Copy out all of the lines below word for word, but leave the pictures out.

>> BEGIN Material for this exercise

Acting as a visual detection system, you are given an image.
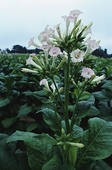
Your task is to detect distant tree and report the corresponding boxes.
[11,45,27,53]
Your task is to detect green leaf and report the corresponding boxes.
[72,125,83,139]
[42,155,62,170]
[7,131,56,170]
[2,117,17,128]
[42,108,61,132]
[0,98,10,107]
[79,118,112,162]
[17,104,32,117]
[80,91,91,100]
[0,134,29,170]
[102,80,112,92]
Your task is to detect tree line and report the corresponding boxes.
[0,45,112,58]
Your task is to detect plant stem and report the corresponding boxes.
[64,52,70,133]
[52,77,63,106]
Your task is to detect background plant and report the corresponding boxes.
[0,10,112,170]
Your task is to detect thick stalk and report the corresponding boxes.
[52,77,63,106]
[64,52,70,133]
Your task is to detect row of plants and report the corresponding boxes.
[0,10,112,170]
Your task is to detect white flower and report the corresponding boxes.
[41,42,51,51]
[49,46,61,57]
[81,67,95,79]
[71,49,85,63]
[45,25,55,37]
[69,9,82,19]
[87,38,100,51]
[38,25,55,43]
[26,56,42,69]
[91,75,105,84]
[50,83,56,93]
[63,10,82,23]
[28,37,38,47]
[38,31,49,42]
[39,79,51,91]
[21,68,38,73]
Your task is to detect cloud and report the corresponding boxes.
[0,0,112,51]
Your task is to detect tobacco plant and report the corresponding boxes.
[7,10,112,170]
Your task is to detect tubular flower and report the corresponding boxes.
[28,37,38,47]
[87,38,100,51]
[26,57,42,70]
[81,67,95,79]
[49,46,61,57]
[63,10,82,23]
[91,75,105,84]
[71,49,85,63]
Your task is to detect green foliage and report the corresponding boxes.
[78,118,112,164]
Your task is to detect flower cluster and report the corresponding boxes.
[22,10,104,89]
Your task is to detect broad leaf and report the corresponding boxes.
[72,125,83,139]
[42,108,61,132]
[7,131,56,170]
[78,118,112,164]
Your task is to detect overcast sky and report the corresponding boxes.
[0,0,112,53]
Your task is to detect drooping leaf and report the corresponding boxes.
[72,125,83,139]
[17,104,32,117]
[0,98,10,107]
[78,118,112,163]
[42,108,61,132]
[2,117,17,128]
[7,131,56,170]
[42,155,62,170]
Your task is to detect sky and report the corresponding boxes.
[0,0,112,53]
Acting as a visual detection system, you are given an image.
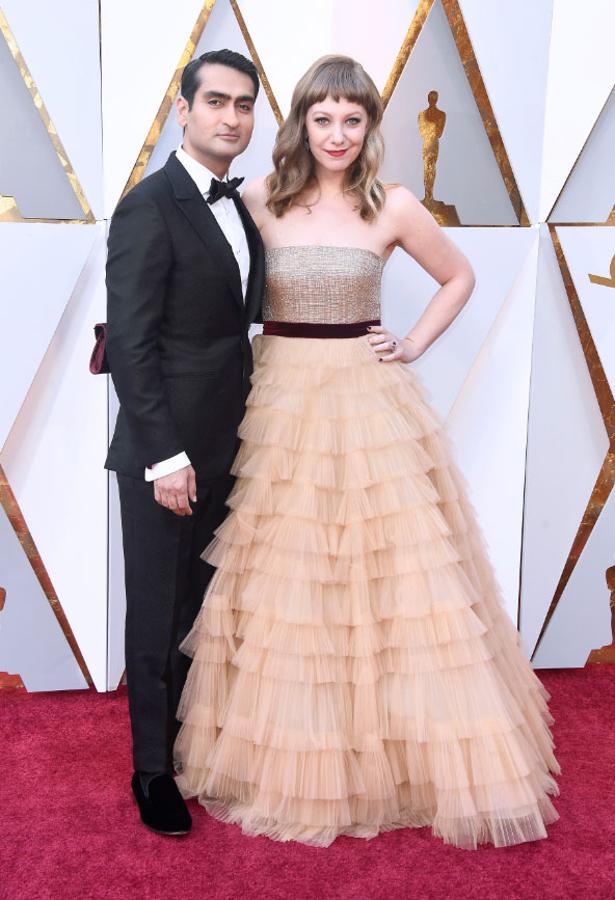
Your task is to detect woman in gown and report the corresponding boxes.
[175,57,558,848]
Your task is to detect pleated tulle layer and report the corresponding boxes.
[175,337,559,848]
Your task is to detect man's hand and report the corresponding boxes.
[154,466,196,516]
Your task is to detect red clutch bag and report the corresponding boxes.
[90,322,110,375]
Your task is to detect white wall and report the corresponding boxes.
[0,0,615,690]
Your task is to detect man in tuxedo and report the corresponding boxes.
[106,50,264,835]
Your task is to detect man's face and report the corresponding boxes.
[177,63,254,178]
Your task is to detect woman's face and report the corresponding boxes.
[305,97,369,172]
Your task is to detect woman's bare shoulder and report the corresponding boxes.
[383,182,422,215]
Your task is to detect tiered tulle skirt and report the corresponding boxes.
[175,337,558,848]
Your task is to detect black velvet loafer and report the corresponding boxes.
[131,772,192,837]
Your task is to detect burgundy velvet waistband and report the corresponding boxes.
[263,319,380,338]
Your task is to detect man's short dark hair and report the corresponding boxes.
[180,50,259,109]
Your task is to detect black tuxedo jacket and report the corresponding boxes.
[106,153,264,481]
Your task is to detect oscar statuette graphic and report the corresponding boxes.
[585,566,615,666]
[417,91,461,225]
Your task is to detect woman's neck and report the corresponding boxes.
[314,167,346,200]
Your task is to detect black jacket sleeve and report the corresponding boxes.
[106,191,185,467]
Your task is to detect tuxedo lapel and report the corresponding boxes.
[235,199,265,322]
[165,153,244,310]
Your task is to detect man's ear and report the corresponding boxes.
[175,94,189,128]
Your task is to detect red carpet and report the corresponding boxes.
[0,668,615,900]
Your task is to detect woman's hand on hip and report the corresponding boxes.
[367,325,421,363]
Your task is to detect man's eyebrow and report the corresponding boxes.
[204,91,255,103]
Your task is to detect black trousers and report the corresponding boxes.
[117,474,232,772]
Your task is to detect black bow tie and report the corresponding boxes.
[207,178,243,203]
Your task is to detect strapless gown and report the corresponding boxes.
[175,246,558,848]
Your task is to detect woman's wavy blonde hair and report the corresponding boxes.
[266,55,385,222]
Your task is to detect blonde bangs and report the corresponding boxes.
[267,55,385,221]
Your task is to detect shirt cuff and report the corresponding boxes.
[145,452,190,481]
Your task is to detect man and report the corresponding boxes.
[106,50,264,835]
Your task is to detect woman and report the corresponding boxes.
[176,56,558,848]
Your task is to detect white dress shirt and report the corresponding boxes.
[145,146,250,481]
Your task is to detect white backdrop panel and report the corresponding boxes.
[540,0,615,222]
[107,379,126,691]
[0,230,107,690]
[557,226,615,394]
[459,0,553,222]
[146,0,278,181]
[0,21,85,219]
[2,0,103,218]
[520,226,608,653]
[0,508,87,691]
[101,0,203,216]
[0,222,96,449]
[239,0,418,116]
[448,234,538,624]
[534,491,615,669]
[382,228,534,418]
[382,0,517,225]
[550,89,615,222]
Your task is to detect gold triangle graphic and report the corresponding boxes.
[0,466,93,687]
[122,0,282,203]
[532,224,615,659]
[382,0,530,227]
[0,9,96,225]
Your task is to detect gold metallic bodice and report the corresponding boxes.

>> END Material for this exercise

*Answer to this problem:*
Acting as a visual detection system, you are given an image.
Your task is to detect distant tree and report the corresponding boxes.
[11,45,27,53]
Your task is to detect green leaf and report the corresponding boxes.
[72,125,83,139]
[42,155,62,170]
[7,131,56,170]
[2,117,17,128]
[42,108,61,132]
[0,98,10,107]
[79,118,112,162]
[17,104,32,117]
[80,91,91,100]
[0,134,29,170]
[102,80,112,92]
Your task is to detect tree line and report the corresponding boxes.
[0,45,112,58]
Your task is to detect plant stem and report the corresponding boxes.
[64,52,70,133]
[52,77,63,106]
Your task is to detect background plant and report the corresponding boxes.
[0,10,112,170]
Your task is to detect thick stalk and report the corresponding boxes.
[52,77,63,106]
[64,52,70,133]
Your task is to detect row of plants and report the corresponding boxes.
[0,10,112,170]
Your task is to detect white flower and report the corresponding boxes.
[41,42,51,51]
[49,46,61,57]
[81,67,95,79]
[71,49,85,63]
[45,25,55,37]
[69,9,82,19]
[87,38,100,51]
[38,25,55,43]
[26,56,42,69]
[91,75,105,84]
[50,83,56,93]
[63,10,82,23]
[28,37,38,47]
[38,31,49,42]
[39,79,51,91]
[21,68,38,73]
Your task is to detect cloud and report the corresponding boxes.
[0,0,112,51]
Your task is to detect tobacco plant and report the corresponding boxes.
[7,10,112,170]
Your task is to detect tubular flower and report the corresponding boxes.
[28,37,38,47]
[87,38,100,51]
[26,57,42,70]
[81,67,95,79]
[49,46,61,57]
[63,10,82,23]
[91,75,105,84]
[71,49,85,63]
Your task is to detect green foliage and report the corresponding boxes.
[78,118,112,164]
Your task is to detect flower cluster and report the corresponding boxes.
[22,10,104,89]
Your task is to detect broad leaf and report the corresponding boxes.
[72,125,83,139]
[42,108,61,132]
[7,131,56,170]
[78,118,112,164]
Your task is to detect overcast sky and report the corresponding boxes.
[0,0,112,53]
Your task is to detect drooping leaf and report the corresponding boxes.
[72,125,83,139]
[17,104,32,117]
[0,98,10,107]
[78,118,112,163]
[42,108,61,132]
[2,117,17,128]
[7,131,56,170]
[42,155,62,170]
Your task is to detect sky and report the corresponding boxes.
[0,0,112,53]
Acting as a visual detection system, you are given an image.
Your task is to detect woman in gown and report the corresponding boxes.
[175,57,558,848]
Your task is to detect pleated tulle layer and report the corresponding boxes.
[175,337,559,848]
Your task is to detect man's hand and report the corresponding boxes.
[154,466,196,516]
Your task is to detect red clutch bag and report the corresponding boxes.
[90,322,110,375]
Your task is to detect white wall and report the corresponding boxes.
[0,0,615,690]
Your task is to detect man in tuxedo and report the corresponding boxes.
[106,50,264,835]
Your task is to detect man's face and report the corresponding boxes.
[177,63,254,178]
Your task is to detect woman's face and report the corresponding boxes.
[305,97,369,172]
Your task is to detect woman's bare shoulder and report the corresponding boxes.
[383,182,422,215]
Your task is to detect tiered tulle skirt and report the corresponding boxes.
[175,337,558,848]
Your task is to detect black velvet loafer and report the corresponding boxes.
[131,772,192,837]
Your task is to detect burgundy velvet waistband and report the corresponding boxes.
[263,319,380,338]
Your task is to detect man's short dark hair and report the corresponding boxes.
[180,50,259,109]
Your task is to detect black tuxedo jacket and report the corresponding boxes.
[106,153,264,481]
Your task is to detect oscar statuette graphic and report the corresponding boxes.
[585,566,615,666]
[417,91,461,225]
Your task is to detect woman's neck and report the corresponding boxes.
[314,167,346,200]
Your task is to detect black jacket sleeve and report the corresponding boxes.
[106,191,185,467]
Your task is to detect tuxedo lapel and report the corresponding boxes.
[235,199,265,322]
[165,153,244,310]
Your task is to detect man's ear and report the corresponding boxes.
[175,94,189,128]
Your task is to detect red carpet and report the corresponding boxes.
[0,668,615,900]
Your task is to detect woman's hand on hip and report the corresponding boxes.
[367,325,421,363]
Your task is to detect man's eyebrow and report the corresponding boxes.
[204,91,255,103]
Your task is to detect black trousers and report the corresponding boxes.
[117,474,232,772]
Your task is to detect black bow tie and report the corresponding boxes.
[207,178,243,203]
Your task is to detect strapless gown and report the corresponding boxes.
[175,246,558,848]
Your task is to detect woman's wavy blonde hair and report the corresponding boxes.
[266,55,385,222]
Your task is to detect blonde bangs and report the corresponding boxes.
[267,55,385,221]
Your task is to detect shirt cuff and report the corresponding boxes.
[145,452,190,481]
Your task is to detect man and report the corresponding boxes.
[106,50,264,835]
Your task is to detect woman and report the corresponding boxes.
[176,56,558,848]
Your task is to detect white dress shirt and report the corresponding boxes.
[145,146,250,481]
Your task is to detect white backdrop panel and report the corresponding boxes.
[540,0,615,222]
[107,379,126,691]
[0,230,107,690]
[557,226,615,394]
[459,0,553,222]
[146,0,278,181]
[0,21,85,219]
[2,0,103,218]
[520,226,608,653]
[0,508,87,691]
[101,0,203,216]
[0,222,96,449]
[239,0,418,116]
[448,234,538,624]
[534,491,615,669]
[382,228,534,418]
[382,0,517,225]
[550,89,615,222]
Your task is to detect gold triangle graphic and report the corresponding boxes.
[0,466,93,687]
[122,0,282,203]
[532,224,615,659]
[382,0,530,227]
[0,9,96,225]
Your task is to detect gold metallic bodice and report the corresponding boxes.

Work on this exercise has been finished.